==== Records supplied

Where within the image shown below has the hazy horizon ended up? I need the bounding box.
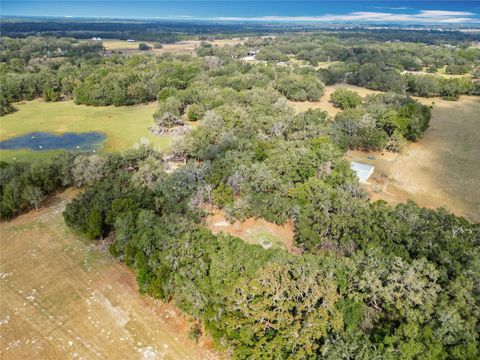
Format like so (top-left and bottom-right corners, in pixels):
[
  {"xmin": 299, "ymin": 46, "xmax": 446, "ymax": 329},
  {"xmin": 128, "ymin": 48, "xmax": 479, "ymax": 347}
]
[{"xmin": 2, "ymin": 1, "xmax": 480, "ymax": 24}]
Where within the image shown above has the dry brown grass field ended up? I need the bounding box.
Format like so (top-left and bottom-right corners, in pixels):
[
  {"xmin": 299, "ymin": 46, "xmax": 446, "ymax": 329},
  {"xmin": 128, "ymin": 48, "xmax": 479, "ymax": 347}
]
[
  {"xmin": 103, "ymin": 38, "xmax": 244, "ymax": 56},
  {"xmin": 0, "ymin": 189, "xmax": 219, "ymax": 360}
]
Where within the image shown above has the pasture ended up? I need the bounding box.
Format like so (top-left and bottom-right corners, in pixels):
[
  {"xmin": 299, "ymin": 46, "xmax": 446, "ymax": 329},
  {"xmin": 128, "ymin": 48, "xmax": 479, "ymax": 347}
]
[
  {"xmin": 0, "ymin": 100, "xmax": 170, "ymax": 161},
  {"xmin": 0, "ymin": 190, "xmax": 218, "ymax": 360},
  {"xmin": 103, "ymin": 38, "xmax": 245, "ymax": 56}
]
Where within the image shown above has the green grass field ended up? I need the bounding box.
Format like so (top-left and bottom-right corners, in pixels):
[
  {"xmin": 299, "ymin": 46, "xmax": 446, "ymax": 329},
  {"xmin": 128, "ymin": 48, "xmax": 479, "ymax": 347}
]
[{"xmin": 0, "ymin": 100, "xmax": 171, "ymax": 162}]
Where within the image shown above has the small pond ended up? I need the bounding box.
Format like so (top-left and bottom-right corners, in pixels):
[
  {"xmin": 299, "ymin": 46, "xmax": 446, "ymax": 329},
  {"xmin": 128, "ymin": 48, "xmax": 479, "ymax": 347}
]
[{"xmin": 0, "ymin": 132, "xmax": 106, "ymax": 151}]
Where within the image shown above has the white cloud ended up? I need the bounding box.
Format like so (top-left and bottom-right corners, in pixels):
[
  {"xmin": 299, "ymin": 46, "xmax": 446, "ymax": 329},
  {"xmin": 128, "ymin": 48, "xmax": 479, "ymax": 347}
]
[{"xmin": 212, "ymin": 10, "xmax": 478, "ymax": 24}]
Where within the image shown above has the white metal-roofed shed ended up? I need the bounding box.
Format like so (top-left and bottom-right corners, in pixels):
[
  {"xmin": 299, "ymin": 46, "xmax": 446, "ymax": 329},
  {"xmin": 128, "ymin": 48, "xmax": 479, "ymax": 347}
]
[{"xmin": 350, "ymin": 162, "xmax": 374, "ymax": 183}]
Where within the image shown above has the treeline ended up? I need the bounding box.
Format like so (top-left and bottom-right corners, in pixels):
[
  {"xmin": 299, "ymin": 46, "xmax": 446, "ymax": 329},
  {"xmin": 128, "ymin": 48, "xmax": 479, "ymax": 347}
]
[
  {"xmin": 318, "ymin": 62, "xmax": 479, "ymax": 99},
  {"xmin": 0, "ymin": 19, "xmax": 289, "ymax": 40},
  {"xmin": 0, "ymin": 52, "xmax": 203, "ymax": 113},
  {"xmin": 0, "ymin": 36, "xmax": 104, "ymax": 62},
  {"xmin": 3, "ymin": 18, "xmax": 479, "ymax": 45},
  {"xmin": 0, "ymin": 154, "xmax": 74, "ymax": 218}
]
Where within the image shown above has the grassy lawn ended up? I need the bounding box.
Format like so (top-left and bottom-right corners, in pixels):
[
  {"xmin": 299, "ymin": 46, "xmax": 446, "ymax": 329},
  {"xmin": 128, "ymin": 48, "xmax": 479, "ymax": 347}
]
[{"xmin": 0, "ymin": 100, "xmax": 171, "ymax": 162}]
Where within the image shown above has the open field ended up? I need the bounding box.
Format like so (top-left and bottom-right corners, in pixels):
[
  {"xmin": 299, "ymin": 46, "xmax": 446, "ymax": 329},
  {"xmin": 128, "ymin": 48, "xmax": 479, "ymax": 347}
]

========

§ **What this task involves**:
Every line of the listing is to be retyped exactly; pictures stay out.

§ **Result for this exercise**:
Where within the image shown below has the hazy horizon ended up? I need the bounding box.
Format like so (top-left and bottom-right corners, in pixels):
[
  {"xmin": 299, "ymin": 46, "xmax": 446, "ymax": 329},
  {"xmin": 128, "ymin": 48, "xmax": 479, "ymax": 347}
]
[{"xmin": 2, "ymin": 1, "xmax": 480, "ymax": 24}]
Where within the image shown above has the dry brown grass field ended up? I need the bounding box.
Format like so (top-left and bottom-right corners, in pixels):
[
  {"xmin": 299, "ymin": 46, "xmax": 446, "ymax": 329},
  {"xmin": 128, "ymin": 48, "xmax": 479, "ymax": 347}
]
[
  {"xmin": 103, "ymin": 38, "xmax": 244, "ymax": 56},
  {"xmin": 0, "ymin": 189, "xmax": 219, "ymax": 360}
]
Where within the image shown above has the pasture ended up? I need the bounding box.
Format like so (top-left and bottom-right corners, in pixels):
[
  {"xmin": 299, "ymin": 46, "xmax": 446, "ymax": 329},
  {"xmin": 128, "ymin": 48, "xmax": 479, "ymax": 347}
]
[
  {"xmin": 0, "ymin": 100, "xmax": 170, "ymax": 161},
  {"xmin": 0, "ymin": 190, "xmax": 218, "ymax": 360},
  {"xmin": 103, "ymin": 38, "xmax": 245, "ymax": 56}
]
Where within the image shown above has the green grass field ended up? I need the bounding box.
Format like so (top-left and bottom-right corners, in pixels):
[
  {"xmin": 299, "ymin": 46, "xmax": 446, "ymax": 329},
  {"xmin": 128, "ymin": 48, "xmax": 479, "ymax": 347}
]
[{"xmin": 0, "ymin": 100, "xmax": 171, "ymax": 162}]
Where within the image shown above has the small pond ended up? I need the bounding box.
Format like so (top-left and bottom-right corners, in pixels):
[
  {"xmin": 299, "ymin": 46, "xmax": 446, "ymax": 329},
  {"xmin": 128, "ymin": 48, "xmax": 479, "ymax": 347}
]
[{"xmin": 0, "ymin": 132, "xmax": 106, "ymax": 151}]
Where within the image shown above has the white cloud ended up? I need the bounding box.
Format like so (top-left and bottom-right corners, in pixels):
[
  {"xmin": 299, "ymin": 46, "xmax": 446, "ymax": 329},
  {"xmin": 128, "ymin": 48, "xmax": 479, "ymax": 347}
]
[{"xmin": 212, "ymin": 10, "xmax": 478, "ymax": 24}]
Where within the image shown above has the white metal-roofed shed ended up? I need the bounding box.
Format like so (top-left and bottom-right corners, in pixels):
[
  {"xmin": 299, "ymin": 46, "xmax": 446, "ymax": 329},
  {"xmin": 128, "ymin": 48, "xmax": 479, "ymax": 347}
]
[{"xmin": 350, "ymin": 162, "xmax": 374, "ymax": 183}]
Where within the image shown above has the treeline ended up? I need the bounding box.
Format like so (top-left and bottom-right corners, in pixels):
[
  {"xmin": 299, "ymin": 46, "xmax": 446, "ymax": 329},
  {"xmin": 128, "ymin": 48, "xmax": 479, "ymax": 347}
]
[
  {"xmin": 318, "ymin": 62, "xmax": 479, "ymax": 99},
  {"xmin": 0, "ymin": 19, "xmax": 289, "ymax": 40},
  {"xmin": 0, "ymin": 52, "xmax": 203, "ymax": 113},
  {"xmin": 0, "ymin": 36, "xmax": 104, "ymax": 62},
  {"xmin": 3, "ymin": 18, "xmax": 479, "ymax": 45},
  {"xmin": 0, "ymin": 154, "xmax": 74, "ymax": 218}
]
Where within the image shown above has the grassy lawn ended up? I need the bounding box.
Format like so (top-left and bottom-right corners, in pixels):
[
  {"xmin": 299, "ymin": 46, "xmax": 446, "ymax": 329},
  {"xmin": 128, "ymin": 48, "xmax": 479, "ymax": 347}
]
[{"xmin": 0, "ymin": 100, "xmax": 171, "ymax": 162}]
Where within the image shown above has the open field ended up? I need the bounding box.
Format like so (top-left and bottom-right corners, in pixels):
[
  {"xmin": 299, "ymin": 46, "xmax": 446, "ymax": 329},
  {"xmin": 128, "ymin": 48, "xmax": 479, "ymax": 347}
]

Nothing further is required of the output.